* [Exercise requirements]
Please answer these questions from the mercury text below.
(a) From how many kilometres upstream does the mercury come?
(b) When was the disability board set up?
(c) What does Marlin Kokopenace say he sometimes gets in his hands?

--- Text shown ---

The steady drip of the neurotoxin mercury has percolated through river sediment, the food chain and generations of Grassy Narrows First Nations residents for more than four decades, killing a community’s livelihood and then contaminating its people.
GRASSY NARROWS FIRST NATION—For more than 40 years the mercury has percolated through river sediment, the food chain and generations of residents. From 100 kilometres upstream, the slow, steady drip of the neurotoxin first killed a community’s livelihood and then contaminated its people.
A disability board — set up by government officials in the mid-1980s to compensate those who can show doctors they suffer symptoms consistent with mercury poisoning — has approved claims from more than 300 applicants who suffer from tremors, loss of muscle co-ordination, slurred speech and tunnel vision. One of them was Marlin Kokopenace’s 17-year-old son, Calvin.
“(Calvin) was pretty frail. When he passed on he practically had no muscle,” Marlin Kokopenace said, adding: “Me, I lose my balance at times. When I’m walking, sometimes I feel like I sidestep . . . (And) I get tremors, sometimes, in my hands.”

--- Extracted material ---

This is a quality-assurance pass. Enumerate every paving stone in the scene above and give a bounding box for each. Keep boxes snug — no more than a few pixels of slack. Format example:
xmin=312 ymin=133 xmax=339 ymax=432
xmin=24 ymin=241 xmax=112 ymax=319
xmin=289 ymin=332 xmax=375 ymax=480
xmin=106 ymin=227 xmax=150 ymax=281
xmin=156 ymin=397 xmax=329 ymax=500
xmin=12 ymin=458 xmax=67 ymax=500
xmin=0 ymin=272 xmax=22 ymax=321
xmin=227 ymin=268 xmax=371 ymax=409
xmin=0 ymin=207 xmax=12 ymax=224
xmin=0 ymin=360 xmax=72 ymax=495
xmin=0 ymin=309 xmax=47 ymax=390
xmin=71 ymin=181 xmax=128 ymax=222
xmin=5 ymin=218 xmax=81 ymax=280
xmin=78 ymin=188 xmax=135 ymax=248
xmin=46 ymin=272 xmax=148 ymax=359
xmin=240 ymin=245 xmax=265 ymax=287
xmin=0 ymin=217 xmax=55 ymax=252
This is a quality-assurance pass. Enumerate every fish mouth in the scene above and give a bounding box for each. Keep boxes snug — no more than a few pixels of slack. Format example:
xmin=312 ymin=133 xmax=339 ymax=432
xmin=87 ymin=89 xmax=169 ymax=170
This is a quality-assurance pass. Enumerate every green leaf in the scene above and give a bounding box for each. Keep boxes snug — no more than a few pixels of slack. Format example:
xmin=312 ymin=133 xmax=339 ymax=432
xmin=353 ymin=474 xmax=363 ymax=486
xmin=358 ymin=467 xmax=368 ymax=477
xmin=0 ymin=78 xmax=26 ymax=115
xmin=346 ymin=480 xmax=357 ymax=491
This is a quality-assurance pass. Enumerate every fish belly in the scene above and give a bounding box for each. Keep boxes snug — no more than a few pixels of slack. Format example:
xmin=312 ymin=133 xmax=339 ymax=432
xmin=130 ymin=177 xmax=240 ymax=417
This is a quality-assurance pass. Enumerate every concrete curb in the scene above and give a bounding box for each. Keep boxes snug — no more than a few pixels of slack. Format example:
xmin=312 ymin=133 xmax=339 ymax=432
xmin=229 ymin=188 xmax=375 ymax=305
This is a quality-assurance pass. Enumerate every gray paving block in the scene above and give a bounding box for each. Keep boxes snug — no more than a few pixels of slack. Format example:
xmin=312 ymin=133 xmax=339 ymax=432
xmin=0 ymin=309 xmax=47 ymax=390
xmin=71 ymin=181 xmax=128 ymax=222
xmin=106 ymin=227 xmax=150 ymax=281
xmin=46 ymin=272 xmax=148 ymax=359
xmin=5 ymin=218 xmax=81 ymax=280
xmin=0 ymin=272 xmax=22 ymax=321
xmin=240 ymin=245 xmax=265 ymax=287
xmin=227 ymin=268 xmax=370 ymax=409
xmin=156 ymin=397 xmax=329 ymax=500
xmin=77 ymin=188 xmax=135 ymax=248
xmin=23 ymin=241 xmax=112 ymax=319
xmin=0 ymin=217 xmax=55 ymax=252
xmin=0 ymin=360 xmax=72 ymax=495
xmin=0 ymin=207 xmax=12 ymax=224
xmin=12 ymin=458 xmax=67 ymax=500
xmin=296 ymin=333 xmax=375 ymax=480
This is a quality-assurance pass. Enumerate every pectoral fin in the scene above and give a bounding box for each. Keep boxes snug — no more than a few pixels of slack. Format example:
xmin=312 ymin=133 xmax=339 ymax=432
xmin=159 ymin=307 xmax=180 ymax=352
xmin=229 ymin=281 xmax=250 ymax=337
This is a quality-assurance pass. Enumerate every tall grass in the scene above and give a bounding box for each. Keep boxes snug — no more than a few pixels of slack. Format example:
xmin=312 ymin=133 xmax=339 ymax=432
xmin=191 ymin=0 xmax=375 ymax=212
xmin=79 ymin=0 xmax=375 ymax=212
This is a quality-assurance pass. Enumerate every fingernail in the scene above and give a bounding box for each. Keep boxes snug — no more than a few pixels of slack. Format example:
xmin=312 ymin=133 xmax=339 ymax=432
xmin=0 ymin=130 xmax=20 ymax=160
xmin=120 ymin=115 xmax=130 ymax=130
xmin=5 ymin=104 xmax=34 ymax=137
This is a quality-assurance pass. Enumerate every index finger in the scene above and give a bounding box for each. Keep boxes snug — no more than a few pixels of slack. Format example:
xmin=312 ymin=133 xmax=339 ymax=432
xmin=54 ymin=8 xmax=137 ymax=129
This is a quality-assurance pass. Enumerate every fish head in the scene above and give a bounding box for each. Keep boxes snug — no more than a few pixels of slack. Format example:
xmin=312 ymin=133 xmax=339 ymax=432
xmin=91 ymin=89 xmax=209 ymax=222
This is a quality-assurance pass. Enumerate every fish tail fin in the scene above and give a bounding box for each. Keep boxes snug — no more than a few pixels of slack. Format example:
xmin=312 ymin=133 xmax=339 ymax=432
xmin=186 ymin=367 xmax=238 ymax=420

---

* [Result of this exercise]
(a) 100 kilometres
(b) In the mid-1980s
(c) Tremors